Required work -
a) Answer these questions from the passage on the Seventy Weeks prophecy, marking your answers (i), (ii), and (iii):
(i) In which book did Sir Robert Anderson publish his work on the prophecy?
(ii) Which scholar struggled for years to interpret the passage but failed?
(iii) What does the author encourage the reader to use to do the math?
b) Render the records from the line containing "Place one marker on each instance of the white baseboard." through the end of the records as a Markdown table with the columns Number and Record line. Give each line its own numbered row, and omit blank lines.

In order to understand the Seventy Weeks prophecy we must break it down into its basic elements. The prophecy predicts several important events along with a timeline for these events. We now have the luxury of determining from history if any of these events and timelines have come to pass as predicted. If so, then we may be certain that the predicted future events will be fulfilled with the same precision and dependability.

As we seek to unravel this passage, it must be stated that this author takes no credit for discovering the calculations needed to correctly understand the prophecy. For this we are indebted to Sir Robert Anderson, an Inspector with Scotland Yard in the 1800′s and an avid student of the scriptures. Anderson published his work on the Seventy Weeks prophecy in a famous book, The Coming Prince. It was Anderson who first discovered the secret to unraveling the timeline of the prophecy and who correctly identified the events that began and ended the first 69 weeks. He then determined the corresponding dates on the Julian calendar, and demonstrated the stunning accuracy of the first part of the prophecy. He was not the first scholar to attempt this; Sir Isaac Newton struggled for years to correctly interpret the passage but failed. The calculations presented in this article are based on Anderson’s, and are the culmination of my own studies of this passage.

Some mathematical calculations are unavoidable when we seek to understand the Seventy Weeks prophecy. I am not naturally given to solving math problems, so if I can do it then anyone can! I will present these calculations in a clear and concise manner, and I encourage the reader to use a calculator and do the math for yourself. I have yet to have anyone demonstrate to me that these calculations are in error. There are several popular interpretations of the Seventy Weeks prophecy that come to different conclusions that those presented here, but to my knowledge no one has laid out a precise timeline to show why their interpretation is correct.

[Lines of data]
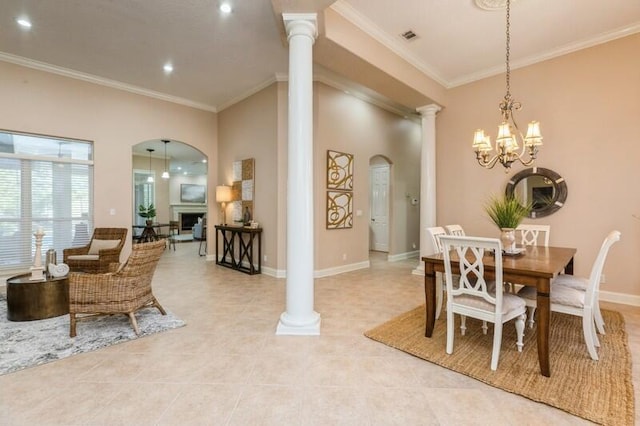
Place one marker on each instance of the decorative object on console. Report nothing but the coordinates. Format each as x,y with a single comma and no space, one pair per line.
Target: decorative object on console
223,196
508,132
37,270
339,190
59,270
507,213
243,192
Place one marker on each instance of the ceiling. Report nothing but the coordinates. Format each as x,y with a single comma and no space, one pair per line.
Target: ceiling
220,58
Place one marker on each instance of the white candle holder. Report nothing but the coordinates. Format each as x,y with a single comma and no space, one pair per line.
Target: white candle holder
37,270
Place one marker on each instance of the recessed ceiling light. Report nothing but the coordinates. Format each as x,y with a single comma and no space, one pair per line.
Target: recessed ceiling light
24,22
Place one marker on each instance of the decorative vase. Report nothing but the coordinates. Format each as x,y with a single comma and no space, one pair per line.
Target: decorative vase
508,239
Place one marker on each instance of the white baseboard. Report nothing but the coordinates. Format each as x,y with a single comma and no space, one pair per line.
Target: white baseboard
341,269
403,256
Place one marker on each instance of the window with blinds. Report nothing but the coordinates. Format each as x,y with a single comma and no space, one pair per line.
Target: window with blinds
46,183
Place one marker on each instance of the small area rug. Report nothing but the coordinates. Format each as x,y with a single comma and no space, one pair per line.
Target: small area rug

Results by task -
a)
(i) The Coming Prince
(ii) Sir Isaac Newton
(iii) A calculator

b)
| Number | Record line |
|---|---|
| 1 | Place one marker on each instance of the white baseboard. Report nothing but the coordinates. Format each as x,y with a single comma and no space, one pair per line. |
| 2 | Target: white baseboard |
| 3 | 341,269 |
| 4 | 403,256 |
| 5 | Place one marker on each instance of the window with blinds. Report nothing but the coordinates. Format each as x,y with a single comma and no space, one pair per line. |
| 6 | Target: window with blinds |
| 7 | 46,183 |
| 8 | Place one marker on each instance of the small area rug. Report nothing but the coordinates. Format each as x,y with a single comma and no space, one pair per line. |
| 9 | Target: small area rug |